Given request: How many lines in the entries below contain the word "long"? Reply with only the number.
## Start Data entries
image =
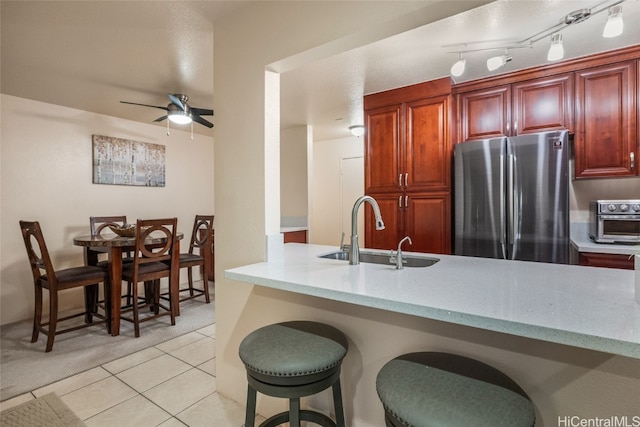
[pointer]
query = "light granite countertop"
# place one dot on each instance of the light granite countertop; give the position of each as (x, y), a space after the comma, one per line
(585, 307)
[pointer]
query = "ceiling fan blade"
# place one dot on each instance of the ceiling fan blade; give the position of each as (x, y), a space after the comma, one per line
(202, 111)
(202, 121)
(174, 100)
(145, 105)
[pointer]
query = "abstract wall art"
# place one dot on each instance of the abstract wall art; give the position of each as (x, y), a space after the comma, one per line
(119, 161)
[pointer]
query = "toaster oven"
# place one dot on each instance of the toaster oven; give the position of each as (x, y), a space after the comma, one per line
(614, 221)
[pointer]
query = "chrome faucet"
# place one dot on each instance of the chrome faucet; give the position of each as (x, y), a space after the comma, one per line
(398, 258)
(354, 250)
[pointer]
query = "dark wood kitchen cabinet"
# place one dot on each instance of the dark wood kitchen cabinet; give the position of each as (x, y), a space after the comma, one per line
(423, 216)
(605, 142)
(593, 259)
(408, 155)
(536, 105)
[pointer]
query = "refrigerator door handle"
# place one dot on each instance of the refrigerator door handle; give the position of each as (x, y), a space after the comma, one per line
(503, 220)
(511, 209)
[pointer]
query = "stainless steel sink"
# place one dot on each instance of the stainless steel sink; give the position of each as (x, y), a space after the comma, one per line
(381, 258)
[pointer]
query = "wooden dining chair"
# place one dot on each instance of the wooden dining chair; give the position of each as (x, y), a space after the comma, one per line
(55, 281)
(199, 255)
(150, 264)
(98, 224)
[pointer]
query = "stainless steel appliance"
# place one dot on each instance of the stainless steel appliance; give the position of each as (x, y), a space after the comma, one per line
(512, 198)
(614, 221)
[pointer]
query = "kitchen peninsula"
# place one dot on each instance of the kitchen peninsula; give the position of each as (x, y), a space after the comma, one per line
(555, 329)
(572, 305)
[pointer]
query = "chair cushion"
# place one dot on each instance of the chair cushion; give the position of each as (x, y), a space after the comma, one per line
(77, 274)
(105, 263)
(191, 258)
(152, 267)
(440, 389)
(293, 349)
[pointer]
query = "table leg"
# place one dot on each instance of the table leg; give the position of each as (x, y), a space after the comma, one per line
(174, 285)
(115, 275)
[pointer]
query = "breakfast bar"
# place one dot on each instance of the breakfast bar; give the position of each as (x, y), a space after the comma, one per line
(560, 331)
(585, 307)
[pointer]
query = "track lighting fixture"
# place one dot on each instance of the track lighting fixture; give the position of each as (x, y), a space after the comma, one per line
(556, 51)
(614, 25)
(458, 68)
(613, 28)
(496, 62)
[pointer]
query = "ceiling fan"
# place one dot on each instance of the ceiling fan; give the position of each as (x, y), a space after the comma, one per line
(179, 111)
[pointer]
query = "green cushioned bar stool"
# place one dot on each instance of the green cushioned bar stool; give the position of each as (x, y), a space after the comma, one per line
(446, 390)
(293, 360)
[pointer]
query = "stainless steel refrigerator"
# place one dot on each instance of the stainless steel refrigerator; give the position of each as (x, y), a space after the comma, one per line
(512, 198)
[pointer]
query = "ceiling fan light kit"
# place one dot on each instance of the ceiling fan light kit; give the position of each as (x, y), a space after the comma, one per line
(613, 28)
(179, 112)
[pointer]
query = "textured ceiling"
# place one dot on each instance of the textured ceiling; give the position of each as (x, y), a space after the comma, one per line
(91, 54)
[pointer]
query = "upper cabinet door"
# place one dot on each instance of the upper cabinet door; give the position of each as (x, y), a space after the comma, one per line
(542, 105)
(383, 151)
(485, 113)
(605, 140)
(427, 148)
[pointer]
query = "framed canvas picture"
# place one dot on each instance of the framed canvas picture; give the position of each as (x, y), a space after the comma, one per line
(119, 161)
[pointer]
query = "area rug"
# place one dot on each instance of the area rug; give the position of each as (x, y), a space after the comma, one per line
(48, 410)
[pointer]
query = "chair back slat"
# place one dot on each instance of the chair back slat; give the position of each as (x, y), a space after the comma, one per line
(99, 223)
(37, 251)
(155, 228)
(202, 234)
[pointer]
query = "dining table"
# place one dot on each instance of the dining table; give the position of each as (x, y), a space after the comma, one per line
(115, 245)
## End Data entries
## Start Data entries
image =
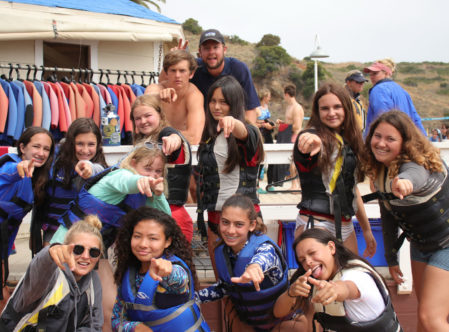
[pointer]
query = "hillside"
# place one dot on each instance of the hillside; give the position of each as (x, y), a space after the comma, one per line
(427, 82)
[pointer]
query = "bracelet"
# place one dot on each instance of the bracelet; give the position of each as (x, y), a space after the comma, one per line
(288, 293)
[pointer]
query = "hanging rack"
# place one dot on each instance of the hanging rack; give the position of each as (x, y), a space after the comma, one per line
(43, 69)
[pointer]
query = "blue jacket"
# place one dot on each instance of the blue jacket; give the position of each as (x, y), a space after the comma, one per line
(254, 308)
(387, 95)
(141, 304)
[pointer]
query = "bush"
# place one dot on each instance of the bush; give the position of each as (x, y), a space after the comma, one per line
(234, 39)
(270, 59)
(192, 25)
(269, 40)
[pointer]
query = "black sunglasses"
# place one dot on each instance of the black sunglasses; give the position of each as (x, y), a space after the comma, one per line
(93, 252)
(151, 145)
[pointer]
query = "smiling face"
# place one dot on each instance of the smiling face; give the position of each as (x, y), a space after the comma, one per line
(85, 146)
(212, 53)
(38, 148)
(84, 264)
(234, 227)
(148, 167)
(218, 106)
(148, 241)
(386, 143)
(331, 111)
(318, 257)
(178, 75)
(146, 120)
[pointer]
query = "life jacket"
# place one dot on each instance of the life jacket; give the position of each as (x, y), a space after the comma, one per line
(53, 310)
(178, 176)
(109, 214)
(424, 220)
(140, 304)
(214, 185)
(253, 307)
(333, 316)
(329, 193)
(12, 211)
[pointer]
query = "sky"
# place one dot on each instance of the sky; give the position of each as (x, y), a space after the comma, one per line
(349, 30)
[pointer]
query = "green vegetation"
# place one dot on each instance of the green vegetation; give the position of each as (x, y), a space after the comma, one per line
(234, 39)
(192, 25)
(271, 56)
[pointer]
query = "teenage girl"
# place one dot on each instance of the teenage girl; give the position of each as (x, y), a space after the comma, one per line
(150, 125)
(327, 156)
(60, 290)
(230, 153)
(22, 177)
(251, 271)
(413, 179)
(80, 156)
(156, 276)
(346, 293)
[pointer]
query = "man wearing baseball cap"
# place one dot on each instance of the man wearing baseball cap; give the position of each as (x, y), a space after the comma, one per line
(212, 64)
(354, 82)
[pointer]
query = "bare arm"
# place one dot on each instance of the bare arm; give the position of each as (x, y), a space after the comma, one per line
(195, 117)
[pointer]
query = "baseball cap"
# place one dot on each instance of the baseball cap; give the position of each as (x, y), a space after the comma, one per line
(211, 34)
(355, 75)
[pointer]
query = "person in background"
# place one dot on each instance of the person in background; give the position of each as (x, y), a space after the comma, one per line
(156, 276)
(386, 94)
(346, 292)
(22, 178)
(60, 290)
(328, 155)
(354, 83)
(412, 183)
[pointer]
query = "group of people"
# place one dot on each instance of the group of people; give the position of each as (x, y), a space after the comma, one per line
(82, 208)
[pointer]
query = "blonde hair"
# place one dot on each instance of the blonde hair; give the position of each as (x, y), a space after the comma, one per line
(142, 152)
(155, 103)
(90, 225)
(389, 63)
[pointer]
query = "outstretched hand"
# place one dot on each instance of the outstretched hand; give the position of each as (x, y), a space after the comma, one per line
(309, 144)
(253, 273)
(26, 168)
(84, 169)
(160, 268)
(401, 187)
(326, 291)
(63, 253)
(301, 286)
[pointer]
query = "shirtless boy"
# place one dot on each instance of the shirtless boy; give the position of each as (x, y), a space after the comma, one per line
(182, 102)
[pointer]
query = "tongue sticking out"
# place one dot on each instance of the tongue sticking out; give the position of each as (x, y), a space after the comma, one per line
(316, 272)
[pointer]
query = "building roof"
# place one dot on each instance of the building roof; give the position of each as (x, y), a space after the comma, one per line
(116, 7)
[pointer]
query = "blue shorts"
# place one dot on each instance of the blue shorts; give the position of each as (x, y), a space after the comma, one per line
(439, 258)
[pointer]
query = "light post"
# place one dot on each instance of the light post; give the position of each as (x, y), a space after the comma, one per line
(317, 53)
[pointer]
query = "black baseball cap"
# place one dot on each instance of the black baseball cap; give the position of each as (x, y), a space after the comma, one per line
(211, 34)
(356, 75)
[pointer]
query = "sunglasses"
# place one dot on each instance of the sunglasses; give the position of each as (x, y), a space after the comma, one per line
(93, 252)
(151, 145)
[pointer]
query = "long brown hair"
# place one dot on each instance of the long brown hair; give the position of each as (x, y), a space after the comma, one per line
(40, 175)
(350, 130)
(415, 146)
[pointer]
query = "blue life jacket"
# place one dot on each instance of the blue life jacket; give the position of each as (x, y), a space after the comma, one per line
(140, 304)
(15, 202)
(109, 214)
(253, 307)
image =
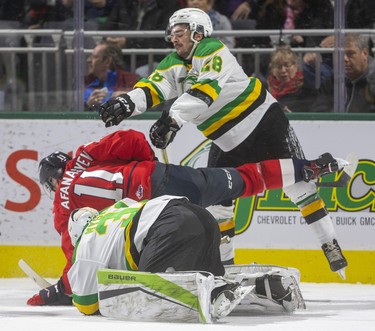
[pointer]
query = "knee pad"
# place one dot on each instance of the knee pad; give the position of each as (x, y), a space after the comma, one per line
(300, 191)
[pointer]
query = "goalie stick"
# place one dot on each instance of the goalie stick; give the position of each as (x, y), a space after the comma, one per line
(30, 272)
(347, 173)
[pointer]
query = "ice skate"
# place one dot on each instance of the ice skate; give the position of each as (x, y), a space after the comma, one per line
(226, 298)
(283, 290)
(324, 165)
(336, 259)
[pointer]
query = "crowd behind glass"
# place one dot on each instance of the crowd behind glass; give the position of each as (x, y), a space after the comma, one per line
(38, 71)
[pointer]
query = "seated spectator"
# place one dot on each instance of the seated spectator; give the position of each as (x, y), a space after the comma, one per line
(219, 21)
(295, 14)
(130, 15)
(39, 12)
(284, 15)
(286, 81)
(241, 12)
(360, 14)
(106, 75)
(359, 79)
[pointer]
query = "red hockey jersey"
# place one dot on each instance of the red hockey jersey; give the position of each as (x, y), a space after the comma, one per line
## End Data entries
## Start Data entries
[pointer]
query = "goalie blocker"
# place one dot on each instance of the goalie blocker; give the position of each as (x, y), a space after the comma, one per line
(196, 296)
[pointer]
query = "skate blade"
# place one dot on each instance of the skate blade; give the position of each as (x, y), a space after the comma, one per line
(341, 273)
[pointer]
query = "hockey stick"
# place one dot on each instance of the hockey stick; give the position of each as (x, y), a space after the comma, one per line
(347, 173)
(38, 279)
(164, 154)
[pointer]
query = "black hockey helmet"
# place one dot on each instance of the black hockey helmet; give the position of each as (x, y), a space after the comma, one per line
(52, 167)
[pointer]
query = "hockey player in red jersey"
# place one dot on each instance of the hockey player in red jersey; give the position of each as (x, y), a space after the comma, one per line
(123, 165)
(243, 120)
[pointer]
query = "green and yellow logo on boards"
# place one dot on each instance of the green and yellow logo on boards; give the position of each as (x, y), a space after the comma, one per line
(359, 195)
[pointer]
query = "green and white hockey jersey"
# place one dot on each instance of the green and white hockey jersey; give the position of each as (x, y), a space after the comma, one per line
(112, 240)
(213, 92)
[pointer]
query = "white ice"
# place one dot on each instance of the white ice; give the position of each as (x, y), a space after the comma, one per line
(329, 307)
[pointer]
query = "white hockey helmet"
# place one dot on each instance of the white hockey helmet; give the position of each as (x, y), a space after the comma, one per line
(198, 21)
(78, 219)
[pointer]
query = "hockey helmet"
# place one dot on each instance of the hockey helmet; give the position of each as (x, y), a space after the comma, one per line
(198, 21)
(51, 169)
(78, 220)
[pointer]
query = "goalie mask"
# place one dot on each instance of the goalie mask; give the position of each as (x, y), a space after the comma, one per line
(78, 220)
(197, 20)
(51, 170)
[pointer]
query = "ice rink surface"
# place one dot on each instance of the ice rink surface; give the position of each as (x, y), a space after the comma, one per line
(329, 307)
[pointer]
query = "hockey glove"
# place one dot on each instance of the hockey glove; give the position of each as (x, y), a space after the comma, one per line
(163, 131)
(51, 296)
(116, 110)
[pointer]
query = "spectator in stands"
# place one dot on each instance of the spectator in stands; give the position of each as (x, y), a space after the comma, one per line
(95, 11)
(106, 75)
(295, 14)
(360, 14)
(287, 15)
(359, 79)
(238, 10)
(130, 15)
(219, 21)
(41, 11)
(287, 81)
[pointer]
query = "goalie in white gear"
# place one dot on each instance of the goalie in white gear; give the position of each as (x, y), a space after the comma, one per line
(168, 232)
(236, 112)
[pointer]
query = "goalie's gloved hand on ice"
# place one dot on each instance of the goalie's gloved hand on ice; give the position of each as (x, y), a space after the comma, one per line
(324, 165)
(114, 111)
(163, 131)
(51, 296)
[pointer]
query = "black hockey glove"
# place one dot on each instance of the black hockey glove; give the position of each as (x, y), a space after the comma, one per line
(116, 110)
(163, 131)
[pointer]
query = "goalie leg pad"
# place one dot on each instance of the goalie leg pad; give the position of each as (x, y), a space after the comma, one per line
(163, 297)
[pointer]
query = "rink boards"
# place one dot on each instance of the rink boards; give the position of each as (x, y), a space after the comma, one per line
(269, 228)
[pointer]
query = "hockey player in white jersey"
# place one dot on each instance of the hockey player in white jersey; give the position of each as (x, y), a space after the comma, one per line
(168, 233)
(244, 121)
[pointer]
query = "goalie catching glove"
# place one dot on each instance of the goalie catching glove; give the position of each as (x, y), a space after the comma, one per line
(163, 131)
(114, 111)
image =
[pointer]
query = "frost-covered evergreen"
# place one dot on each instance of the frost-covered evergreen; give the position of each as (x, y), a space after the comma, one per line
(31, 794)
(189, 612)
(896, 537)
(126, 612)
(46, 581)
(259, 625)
## End Data entries
Task answer: 2